## Work order:
Only one stretch of the listing below is wanted: every line from the first to the line containing "158L0 162V200L374 199ZM430", set down exactly.
── Material provided ──
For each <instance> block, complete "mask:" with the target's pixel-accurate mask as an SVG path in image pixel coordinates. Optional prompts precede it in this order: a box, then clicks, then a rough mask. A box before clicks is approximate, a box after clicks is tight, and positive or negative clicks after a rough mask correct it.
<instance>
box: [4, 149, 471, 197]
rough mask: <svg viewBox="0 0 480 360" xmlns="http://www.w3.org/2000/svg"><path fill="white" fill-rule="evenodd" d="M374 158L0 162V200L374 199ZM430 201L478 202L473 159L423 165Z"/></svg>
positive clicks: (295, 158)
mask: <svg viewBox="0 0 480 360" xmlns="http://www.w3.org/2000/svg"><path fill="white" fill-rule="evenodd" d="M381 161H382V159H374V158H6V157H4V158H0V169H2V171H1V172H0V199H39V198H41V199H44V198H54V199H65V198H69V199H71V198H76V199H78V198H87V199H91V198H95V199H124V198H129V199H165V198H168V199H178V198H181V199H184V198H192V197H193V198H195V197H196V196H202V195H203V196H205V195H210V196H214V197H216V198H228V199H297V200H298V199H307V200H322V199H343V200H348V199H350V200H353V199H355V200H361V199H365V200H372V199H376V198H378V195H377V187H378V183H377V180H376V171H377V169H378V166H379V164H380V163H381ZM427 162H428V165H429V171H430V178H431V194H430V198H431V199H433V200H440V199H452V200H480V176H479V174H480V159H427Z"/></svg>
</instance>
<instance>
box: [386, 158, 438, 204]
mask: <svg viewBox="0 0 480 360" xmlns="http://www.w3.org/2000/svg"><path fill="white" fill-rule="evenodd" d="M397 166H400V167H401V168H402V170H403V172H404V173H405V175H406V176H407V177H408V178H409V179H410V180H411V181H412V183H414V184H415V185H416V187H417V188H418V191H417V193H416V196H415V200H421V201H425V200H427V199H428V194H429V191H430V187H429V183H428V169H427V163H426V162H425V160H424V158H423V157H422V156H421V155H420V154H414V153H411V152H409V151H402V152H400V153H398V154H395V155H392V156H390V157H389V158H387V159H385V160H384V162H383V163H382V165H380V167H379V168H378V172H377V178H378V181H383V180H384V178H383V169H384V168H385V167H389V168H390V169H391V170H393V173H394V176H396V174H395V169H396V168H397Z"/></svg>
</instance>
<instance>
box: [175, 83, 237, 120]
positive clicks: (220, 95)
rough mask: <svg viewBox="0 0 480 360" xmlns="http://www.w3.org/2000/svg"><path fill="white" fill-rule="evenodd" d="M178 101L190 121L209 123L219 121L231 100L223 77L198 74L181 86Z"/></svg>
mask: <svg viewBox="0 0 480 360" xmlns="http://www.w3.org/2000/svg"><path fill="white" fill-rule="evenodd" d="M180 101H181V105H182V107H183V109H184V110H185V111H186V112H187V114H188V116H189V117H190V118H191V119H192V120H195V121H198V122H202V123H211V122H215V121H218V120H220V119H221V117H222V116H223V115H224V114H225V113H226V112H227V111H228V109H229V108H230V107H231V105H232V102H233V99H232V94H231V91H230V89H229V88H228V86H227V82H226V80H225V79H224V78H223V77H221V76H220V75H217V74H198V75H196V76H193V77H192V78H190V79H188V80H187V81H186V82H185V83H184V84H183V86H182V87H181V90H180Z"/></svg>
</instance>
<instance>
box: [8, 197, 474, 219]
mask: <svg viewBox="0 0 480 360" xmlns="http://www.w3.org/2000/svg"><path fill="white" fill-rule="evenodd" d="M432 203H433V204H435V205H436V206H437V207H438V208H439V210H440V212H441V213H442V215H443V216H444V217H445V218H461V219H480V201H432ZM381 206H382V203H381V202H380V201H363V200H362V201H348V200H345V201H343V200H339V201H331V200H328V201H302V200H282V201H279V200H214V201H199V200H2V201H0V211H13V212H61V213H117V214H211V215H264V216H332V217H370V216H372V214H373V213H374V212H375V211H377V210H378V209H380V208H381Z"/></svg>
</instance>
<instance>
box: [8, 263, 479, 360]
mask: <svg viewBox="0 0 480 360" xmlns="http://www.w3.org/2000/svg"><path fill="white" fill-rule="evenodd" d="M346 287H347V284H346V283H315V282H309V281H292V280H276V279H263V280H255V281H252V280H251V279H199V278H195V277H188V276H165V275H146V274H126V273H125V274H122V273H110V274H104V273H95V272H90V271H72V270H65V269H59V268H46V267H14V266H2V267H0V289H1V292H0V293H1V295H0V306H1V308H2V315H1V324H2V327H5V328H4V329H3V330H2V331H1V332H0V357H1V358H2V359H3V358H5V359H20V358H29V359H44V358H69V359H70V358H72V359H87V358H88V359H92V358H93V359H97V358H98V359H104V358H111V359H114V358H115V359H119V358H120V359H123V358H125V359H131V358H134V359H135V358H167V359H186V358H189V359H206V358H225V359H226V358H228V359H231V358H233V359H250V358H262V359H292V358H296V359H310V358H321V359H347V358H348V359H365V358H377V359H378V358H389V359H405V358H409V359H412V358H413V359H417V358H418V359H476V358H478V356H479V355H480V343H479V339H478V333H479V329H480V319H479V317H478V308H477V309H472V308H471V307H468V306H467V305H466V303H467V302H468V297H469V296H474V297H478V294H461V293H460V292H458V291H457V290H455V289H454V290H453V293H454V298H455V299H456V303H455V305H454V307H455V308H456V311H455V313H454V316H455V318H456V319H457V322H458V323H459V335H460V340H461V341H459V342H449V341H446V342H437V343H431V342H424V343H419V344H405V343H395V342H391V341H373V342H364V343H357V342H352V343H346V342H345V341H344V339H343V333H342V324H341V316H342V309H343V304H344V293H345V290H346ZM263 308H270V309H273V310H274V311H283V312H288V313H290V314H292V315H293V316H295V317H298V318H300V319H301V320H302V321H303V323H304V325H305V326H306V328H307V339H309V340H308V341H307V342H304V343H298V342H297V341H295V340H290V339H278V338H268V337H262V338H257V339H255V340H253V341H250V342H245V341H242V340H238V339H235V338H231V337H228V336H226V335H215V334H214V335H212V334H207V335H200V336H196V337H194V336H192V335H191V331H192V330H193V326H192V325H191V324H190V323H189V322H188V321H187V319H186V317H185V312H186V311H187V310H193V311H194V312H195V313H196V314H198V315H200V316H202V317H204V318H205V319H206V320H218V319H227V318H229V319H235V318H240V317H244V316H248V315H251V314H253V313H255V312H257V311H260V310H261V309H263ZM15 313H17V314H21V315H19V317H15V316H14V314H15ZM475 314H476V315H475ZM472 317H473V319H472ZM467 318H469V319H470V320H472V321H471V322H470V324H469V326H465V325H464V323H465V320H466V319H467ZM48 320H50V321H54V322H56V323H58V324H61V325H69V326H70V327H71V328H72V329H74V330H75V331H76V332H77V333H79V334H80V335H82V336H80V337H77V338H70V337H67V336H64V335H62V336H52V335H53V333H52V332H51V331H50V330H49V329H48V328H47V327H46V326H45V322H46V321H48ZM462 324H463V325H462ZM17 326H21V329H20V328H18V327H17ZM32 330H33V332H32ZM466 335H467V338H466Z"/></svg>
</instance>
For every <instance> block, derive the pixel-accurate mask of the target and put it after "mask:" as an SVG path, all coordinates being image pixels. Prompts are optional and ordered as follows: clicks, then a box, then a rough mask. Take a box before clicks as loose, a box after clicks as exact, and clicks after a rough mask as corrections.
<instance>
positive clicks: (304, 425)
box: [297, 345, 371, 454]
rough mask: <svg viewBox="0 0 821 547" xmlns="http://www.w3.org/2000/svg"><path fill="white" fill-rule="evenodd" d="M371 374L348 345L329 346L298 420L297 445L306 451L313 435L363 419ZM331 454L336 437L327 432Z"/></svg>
───
## Expected answer:
For each <instance> block, complete "mask:" with the target's pixel-accurate mask as an SVG path in image pixel coordinates. Optional prompts precede it in this order: a box, then clicks, then a rough mask. A box before clicks is approximate, a box after clicks is tight, and positive or negative clicks after a rough mask correct it.
<instance>
box: [4, 149, 471, 197]
rough mask: <svg viewBox="0 0 480 360" xmlns="http://www.w3.org/2000/svg"><path fill="white" fill-rule="evenodd" d="M374 158L0 162V200L374 199ZM430 201L478 202L473 159L423 165Z"/></svg>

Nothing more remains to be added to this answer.